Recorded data
----
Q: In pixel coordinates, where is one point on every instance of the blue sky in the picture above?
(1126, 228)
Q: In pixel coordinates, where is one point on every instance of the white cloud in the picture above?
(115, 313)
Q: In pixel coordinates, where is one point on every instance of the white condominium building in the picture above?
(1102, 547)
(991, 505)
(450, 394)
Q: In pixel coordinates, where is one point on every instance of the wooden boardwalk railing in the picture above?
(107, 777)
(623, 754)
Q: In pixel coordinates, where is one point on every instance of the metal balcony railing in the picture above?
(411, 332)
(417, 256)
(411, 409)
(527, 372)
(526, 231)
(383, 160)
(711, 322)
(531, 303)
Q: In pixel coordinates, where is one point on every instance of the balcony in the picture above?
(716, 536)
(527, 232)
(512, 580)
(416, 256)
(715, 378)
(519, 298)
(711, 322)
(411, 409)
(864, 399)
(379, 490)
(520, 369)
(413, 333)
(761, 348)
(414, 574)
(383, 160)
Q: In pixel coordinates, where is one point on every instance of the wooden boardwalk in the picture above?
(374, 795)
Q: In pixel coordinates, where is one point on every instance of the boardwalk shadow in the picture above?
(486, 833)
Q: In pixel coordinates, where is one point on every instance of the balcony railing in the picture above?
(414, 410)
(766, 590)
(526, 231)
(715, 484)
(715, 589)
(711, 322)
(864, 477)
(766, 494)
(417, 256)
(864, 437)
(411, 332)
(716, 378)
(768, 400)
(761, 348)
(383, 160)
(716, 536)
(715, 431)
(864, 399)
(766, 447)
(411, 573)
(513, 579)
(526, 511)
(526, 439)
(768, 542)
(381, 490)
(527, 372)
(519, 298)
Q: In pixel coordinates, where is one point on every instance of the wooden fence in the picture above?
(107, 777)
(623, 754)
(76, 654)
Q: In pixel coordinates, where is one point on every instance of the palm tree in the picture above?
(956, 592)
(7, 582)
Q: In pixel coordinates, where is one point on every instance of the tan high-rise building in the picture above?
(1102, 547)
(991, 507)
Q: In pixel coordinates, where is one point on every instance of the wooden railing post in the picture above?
----
* _YOUR INSTRUCTIONS_: The lines to set down, exactly and with both ends included, run from the one containing "balcony in the picture above?" to the last line of the data above.

* _PROBLEM SOLUTION_:
Q: In pixel coordinates, where is one point on every instance of the balcony in the picture above?
(716, 536)
(527, 232)
(512, 580)
(416, 256)
(715, 378)
(519, 298)
(711, 322)
(411, 409)
(864, 399)
(379, 490)
(520, 369)
(413, 333)
(761, 348)
(414, 574)
(383, 160)
Q: In pixel coordinates, where is one point on every instance of the wooden boardwalk in the picture above?
(374, 795)
Q: In pixel coordinates, where is one point on every instance of the boardwalk shadow in the picture above?
(486, 833)
Q: In pixel coordinates, where is one point on every instance of the balcony railing in the picture above?
(414, 410)
(766, 590)
(526, 231)
(715, 484)
(715, 589)
(711, 322)
(864, 477)
(766, 494)
(417, 256)
(864, 437)
(411, 332)
(716, 378)
(768, 400)
(761, 348)
(383, 160)
(716, 536)
(715, 431)
(864, 399)
(766, 447)
(411, 573)
(513, 579)
(526, 511)
(526, 439)
(768, 542)
(381, 490)
(527, 372)
(519, 298)
Q: In pixel coordinates, where is one point on every instance of the wooden fence in the picture above?
(107, 777)
(623, 754)
(76, 654)
Q: In pixel coordinates, where is one point on every instance of the palm tree in the picture above?
(956, 592)
(7, 582)
Q: In pixel coordinates, where is one point on every instance of the tan high-rise building in the picture above?
(1102, 547)
(991, 507)
Q: In pixel coordinates, where is one point on every instance of the wooden railing post in the picture above?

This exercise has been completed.